## PROBLEM REQUIREMENTS
Return every item below word for word, keeping each line unchanged and in its original order.

Dataset records about object locations:
· · ·

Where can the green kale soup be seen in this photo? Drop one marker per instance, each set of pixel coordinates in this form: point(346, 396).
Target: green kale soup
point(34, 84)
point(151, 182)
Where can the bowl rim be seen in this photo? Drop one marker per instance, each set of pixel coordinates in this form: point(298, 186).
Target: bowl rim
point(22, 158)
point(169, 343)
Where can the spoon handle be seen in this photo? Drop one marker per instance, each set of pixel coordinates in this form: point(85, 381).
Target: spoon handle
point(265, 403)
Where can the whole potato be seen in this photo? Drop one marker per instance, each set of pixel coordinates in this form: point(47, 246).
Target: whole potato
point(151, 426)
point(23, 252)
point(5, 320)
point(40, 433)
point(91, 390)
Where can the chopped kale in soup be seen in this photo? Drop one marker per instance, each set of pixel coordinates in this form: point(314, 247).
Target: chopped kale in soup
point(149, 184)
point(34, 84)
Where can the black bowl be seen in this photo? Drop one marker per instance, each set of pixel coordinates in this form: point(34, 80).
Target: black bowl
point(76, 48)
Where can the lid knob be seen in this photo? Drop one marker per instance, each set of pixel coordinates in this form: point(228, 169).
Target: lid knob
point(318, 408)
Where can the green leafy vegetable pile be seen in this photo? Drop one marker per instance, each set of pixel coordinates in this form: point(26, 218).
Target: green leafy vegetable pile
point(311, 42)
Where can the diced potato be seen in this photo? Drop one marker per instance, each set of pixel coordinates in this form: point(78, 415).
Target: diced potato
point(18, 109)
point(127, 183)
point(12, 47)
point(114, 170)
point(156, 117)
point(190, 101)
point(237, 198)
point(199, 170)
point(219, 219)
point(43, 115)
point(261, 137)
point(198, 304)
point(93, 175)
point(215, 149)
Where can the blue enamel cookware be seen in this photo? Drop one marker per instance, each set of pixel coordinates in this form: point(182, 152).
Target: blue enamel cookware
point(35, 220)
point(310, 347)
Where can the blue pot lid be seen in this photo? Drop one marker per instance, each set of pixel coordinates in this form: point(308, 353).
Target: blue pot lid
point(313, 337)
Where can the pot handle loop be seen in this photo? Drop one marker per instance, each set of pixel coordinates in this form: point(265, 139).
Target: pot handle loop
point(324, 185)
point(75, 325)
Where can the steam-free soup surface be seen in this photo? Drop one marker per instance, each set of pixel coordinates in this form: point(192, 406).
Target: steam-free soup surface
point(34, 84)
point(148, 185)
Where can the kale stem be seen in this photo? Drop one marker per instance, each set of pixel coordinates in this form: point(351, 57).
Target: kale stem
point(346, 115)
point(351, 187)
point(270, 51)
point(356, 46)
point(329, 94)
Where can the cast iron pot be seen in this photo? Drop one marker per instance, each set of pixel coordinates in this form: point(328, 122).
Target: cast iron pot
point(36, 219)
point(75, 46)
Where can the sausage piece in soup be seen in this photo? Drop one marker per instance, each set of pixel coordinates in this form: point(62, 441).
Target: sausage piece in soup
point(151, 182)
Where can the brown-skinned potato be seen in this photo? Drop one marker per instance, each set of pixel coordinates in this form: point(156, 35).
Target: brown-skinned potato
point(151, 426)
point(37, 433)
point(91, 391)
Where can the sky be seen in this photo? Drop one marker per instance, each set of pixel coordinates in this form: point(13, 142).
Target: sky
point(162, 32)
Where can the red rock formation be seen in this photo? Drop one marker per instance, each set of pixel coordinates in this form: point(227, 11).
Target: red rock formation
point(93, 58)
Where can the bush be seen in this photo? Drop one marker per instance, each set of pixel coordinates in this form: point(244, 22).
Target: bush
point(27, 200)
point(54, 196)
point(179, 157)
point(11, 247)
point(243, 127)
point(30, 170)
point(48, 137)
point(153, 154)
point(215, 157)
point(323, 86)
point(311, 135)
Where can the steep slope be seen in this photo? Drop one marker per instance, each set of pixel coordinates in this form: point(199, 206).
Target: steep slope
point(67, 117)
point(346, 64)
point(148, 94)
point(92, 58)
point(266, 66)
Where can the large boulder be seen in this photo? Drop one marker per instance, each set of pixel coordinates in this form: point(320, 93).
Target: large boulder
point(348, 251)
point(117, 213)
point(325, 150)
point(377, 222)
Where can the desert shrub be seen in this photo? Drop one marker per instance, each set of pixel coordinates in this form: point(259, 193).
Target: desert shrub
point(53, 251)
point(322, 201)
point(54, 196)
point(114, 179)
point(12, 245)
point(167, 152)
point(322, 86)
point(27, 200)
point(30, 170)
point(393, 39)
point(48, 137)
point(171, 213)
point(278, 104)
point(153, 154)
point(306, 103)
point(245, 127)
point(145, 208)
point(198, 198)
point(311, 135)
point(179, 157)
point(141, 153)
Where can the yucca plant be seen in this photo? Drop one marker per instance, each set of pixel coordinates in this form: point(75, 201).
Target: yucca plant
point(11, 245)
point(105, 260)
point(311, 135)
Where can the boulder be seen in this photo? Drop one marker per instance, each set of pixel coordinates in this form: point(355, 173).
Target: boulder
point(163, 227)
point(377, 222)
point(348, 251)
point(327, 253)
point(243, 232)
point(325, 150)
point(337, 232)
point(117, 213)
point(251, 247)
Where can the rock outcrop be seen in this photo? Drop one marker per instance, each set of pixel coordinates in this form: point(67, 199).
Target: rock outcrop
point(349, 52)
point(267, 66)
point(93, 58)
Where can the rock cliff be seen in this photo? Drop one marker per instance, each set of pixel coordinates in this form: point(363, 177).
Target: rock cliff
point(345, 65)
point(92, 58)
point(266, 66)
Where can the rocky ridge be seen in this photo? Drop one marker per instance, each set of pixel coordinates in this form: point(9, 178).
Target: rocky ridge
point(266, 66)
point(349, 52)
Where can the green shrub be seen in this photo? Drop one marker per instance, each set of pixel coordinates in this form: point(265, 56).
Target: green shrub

· · ·

## REPLY
Where can the green kale soup be seen in this photo? Drop one marker per instance, each set of pixel coordinates in this form: point(346, 396).
Target: green kale soup
point(34, 84)
point(151, 182)
Where can the bowl rim be seen in this photo? Drop one marker per instance, each set of pixel coordinates in this form: point(298, 186).
Target: bowl rim
point(22, 158)
point(169, 343)
Where can the spoon handle be seen in this photo? Drop one marker per instance, each set of pixel coordinates in this form: point(85, 381).
Target: spoon handle
point(265, 403)
Where can the whole potato be seen in this photo? Drop one marker per instance, each set of pixel coordinates in this form: point(47, 246).
Target: whole potato
point(151, 426)
point(23, 252)
point(5, 320)
point(40, 433)
point(91, 390)
Where can the chopped kale in soup be seen in this photo? Drop one marker per instance, each set of pixel coordinates in this form: point(314, 247).
Target: chopped kale in soup
point(149, 184)
point(34, 84)
Where can the black bowl be seen in this photo? Drop one marker per instance, each set of pixel coordinates in this form: point(34, 80).
Target: black bowl
point(76, 48)
Where can the lid knob be seen in this photo? Drop one marker per instance, each set of pixel coordinates in this form: point(228, 169).
Target: lid knob
point(318, 408)
Where can the green leafy vegetable pile be seen in this photo? Drop one marker per instance, each set of pixel coordinates in this form: point(26, 218).
Target: green leafy vegetable pile
point(311, 42)
Where can the diced potato be seen in this photo? Drop one marker per instance, each set of pixel coordinates in this form: point(78, 415).
Target: diced potato
point(18, 109)
point(127, 183)
point(12, 47)
point(114, 170)
point(156, 117)
point(190, 101)
point(237, 198)
point(199, 170)
point(219, 219)
point(43, 115)
point(261, 137)
point(198, 304)
point(93, 175)
point(215, 149)
Where can the blue enamel cookware be seen in this photo? Drop one marker per instance, each set of pixel coordinates in this form: point(182, 152).
Target: blue enamel cookware
point(35, 220)
point(310, 347)
Where can the blue pot lid be seen in this photo? Drop one marker per instance, each set of pixel coordinates in this form: point(308, 353).
Target: blue pot lid
point(313, 337)
Where can the pot handle loop be seen in this photo? Drop one marker per instance, each set of pixel coordinates in this form: point(265, 139).
Target: pot handle loop
point(324, 185)
point(75, 325)
Where can the steam-free soup surface be seen in this photo? Drop one marker per instance, each set of pixel coordinates in this form: point(192, 406).
Target: steam-free soup surface
point(34, 84)
point(148, 185)
Where can the kale stem be seen in this photo? Drop one marker per instance, each set of pixel coordinates in this form: point(351, 57).
Target: kale stem
point(346, 115)
point(351, 187)
point(270, 51)
point(356, 46)
point(329, 94)
Where can the cast iron pot be seen in this photo? Drop one marker per instance, each set of pixel coordinates in this form: point(328, 122).
Target: cast iron pot
point(36, 219)
point(75, 46)
Where can the sausage piece in soup be seen in this photo? Drop one marker per instance, each set of pixel coordinates in this form: point(62, 441).
Target: sausage piece in soup
point(151, 182)
Where can the brown-skinned potato be seen in this photo? Drop one marker per instance, each set of pixel coordinates in this form: point(156, 35).
Target: brown-skinned potato
point(151, 426)
point(37, 433)
point(91, 391)
Where can the sky be seen in this photo? Drop one marker per instance, each set of pixel coordinates in this form: point(13, 142).
Target: sky
point(162, 32)
Where can the red rock formation be seen in this photo? Drop one marker per instance, each set of pixel coordinates in this form: point(227, 11).
Target: red rock formation
point(93, 58)
Where can the bush be seen in this photo? Drop one marker per instance, each set of pixel coordinates in this form: point(244, 22).
Target: bush
point(27, 200)
point(54, 196)
point(179, 157)
point(11, 247)
point(243, 127)
point(30, 170)
point(48, 137)
point(153, 154)
point(215, 157)
point(323, 86)
point(311, 135)
Where can the steep slope be seen in this photo? Drop one marker per instance, each set of pixel coordinates in this form: point(199, 206).
Target: steep slope
point(67, 117)
point(346, 64)
point(148, 94)
point(92, 58)
point(266, 66)
Where can the large boulder be seen in this photo? Drop one marker per instance, each set of pixel coordinates in this form: point(320, 93).
Target: large boulder
point(348, 251)
point(117, 213)
point(325, 150)
point(377, 222)
Where can the desert shrub be seen in this photo? Drop one marker per instance, each set of pixel coordinates in this form: point(259, 193).
Target: desert shrub
point(53, 251)
point(322, 201)
point(54, 196)
point(114, 179)
point(12, 245)
point(167, 152)
point(322, 86)
point(27, 200)
point(30, 170)
point(393, 39)
point(48, 137)
point(171, 213)
point(278, 104)
point(153, 154)
point(306, 103)
point(245, 127)
point(145, 208)
point(198, 198)
point(311, 135)
point(179, 157)
point(141, 153)
Where can the yucca plant be seen in this photo? Drop one marker per instance, each set of pixel coordinates in this form: point(75, 201).
Target: yucca plant
point(11, 245)
point(105, 260)
point(311, 135)
Where can the boulder be seen in this photo? Drop one marker per instance, each set of pixel coordinates in this form: point(355, 173).
Target: boulder
point(163, 227)
point(377, 222)
point(348, 251)
point(327, 253)
point(243, 232)
point(325, 150)
point(337, 232)
point(117, 213)
point(251, 247)
Where can the rock outcrop be seen in this photo? Drop one marker per instance, each set of pixel coordinates in this form: point(67, 199).
Target: rock outcrop
point(349, 52)
point(267, 66)
point(93, 58)
Where can the rock cliff be seen in this photo? Drop one marker per instance, each set of pixel coordinates in this form: point(363, 177).
Target: rock cliff
point(345, 65)
point(92, 58)
point(266, 66)
Where can the rocky ridge be seen in this photo? Drop one marker per instance, each set of pixel coordinates in this form: point(9, 178).
Target: rocky ridge
point(266, 66)
point(349, 52)
Where can the green shrub be seen in this photo? Drop one marker per instance, each set of pixel coordinates in this form: point(265, 56).
Target: green shrub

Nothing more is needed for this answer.